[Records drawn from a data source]
>> begin
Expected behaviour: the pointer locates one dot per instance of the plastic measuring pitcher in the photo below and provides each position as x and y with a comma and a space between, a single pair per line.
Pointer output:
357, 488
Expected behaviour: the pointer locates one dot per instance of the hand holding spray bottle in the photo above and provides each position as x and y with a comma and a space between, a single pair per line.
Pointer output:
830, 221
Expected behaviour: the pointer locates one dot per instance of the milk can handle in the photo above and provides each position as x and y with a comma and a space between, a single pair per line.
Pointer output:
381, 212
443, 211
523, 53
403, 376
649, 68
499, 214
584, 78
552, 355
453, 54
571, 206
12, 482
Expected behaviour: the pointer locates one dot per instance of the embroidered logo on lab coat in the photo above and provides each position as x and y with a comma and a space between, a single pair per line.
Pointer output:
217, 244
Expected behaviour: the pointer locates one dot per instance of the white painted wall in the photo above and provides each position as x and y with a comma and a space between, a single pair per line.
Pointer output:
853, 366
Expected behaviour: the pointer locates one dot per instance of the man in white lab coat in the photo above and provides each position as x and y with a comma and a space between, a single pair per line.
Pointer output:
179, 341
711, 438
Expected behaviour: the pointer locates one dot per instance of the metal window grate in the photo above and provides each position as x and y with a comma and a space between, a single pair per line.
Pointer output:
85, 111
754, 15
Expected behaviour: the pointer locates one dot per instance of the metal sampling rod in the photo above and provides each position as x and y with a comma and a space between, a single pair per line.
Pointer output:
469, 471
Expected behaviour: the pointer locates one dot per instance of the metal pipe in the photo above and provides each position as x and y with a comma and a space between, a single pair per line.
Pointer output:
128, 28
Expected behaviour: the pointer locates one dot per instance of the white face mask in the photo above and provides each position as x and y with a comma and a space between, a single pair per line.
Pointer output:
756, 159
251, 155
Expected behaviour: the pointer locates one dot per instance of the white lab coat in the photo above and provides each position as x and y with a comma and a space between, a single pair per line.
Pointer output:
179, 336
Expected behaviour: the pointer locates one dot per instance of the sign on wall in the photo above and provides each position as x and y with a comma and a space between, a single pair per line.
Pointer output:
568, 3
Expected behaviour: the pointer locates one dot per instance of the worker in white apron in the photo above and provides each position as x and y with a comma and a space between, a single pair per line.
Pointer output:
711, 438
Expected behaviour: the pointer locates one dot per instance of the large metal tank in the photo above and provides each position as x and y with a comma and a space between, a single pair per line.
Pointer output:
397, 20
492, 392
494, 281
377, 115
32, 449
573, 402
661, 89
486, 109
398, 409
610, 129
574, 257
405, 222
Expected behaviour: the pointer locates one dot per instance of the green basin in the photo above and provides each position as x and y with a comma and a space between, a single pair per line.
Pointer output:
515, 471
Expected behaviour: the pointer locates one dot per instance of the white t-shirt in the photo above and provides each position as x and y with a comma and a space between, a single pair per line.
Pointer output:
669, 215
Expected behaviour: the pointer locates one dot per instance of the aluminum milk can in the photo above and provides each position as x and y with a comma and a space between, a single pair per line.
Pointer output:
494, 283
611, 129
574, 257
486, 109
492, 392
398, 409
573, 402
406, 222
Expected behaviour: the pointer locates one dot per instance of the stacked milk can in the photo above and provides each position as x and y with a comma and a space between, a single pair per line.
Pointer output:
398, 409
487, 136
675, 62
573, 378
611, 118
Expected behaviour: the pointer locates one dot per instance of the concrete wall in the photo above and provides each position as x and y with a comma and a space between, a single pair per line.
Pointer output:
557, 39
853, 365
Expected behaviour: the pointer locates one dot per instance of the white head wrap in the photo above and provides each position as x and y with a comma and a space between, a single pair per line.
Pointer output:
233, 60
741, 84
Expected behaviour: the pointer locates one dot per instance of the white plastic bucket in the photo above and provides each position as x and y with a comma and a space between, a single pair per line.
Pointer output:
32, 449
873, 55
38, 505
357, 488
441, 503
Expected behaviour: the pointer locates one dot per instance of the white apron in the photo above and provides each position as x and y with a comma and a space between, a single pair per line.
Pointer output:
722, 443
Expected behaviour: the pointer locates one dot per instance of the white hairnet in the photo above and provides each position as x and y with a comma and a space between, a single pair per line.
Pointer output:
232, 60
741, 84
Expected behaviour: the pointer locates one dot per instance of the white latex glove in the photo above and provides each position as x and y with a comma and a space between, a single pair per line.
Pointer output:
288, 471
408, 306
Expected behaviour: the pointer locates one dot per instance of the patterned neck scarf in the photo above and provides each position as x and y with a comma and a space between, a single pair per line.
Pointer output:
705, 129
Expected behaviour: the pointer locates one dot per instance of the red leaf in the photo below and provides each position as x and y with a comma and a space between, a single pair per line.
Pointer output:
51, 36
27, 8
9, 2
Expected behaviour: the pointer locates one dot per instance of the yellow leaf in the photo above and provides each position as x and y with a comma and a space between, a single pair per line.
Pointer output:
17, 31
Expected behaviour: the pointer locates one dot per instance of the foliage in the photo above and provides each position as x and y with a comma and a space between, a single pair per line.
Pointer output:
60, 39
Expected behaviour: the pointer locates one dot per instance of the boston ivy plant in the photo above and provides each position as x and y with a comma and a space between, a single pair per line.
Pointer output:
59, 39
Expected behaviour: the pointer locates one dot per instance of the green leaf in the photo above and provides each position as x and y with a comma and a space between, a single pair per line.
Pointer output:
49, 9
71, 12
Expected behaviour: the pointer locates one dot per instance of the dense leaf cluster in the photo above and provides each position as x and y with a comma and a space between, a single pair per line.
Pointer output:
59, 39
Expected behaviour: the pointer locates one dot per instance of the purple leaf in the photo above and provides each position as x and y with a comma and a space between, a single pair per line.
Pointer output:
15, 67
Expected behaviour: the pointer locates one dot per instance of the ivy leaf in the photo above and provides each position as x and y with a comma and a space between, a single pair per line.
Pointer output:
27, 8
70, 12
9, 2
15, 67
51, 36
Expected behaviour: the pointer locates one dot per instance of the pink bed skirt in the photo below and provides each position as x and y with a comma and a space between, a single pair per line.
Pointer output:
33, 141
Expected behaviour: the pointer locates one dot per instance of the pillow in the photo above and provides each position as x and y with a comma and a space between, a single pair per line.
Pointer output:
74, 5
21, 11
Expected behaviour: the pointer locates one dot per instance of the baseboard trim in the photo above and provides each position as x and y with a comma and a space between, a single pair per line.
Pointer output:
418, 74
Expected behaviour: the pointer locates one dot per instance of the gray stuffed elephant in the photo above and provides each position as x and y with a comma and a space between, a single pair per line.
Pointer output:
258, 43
>> end
:: Your instructions ::
Could you quote, word for word, the lines of the listing from the one holding "of the pink" through the end of the listing, both ends included?

:: Result for this task ::
Expected behaviour: the pointer locates one dot per instance of the pink bed skirt in the photo below and provides each position as x and y with a comma and a space between, a single pair per line.
Pointer output:
33, 141
Expected behaviour: the pointer locates one dot per instance of the pillow in the photo above and provides each position as x and y with a comma and a space between, a single pair per line.
Pointer output:
74, 5
21, 11
Expected behaviour: the pointer locates one dot per instance of the baseboard trim in the photo above and provides each position as x and y with a comma and a space between, a single pair per line.
Pointer output:
418, 74
Expected behaviour: the pointer locates one dot per instance of the gray stuffed elephant in the photo above and provides each position as x and y with a comma and a space between, a single pair per line.
Pointer output:
258, 43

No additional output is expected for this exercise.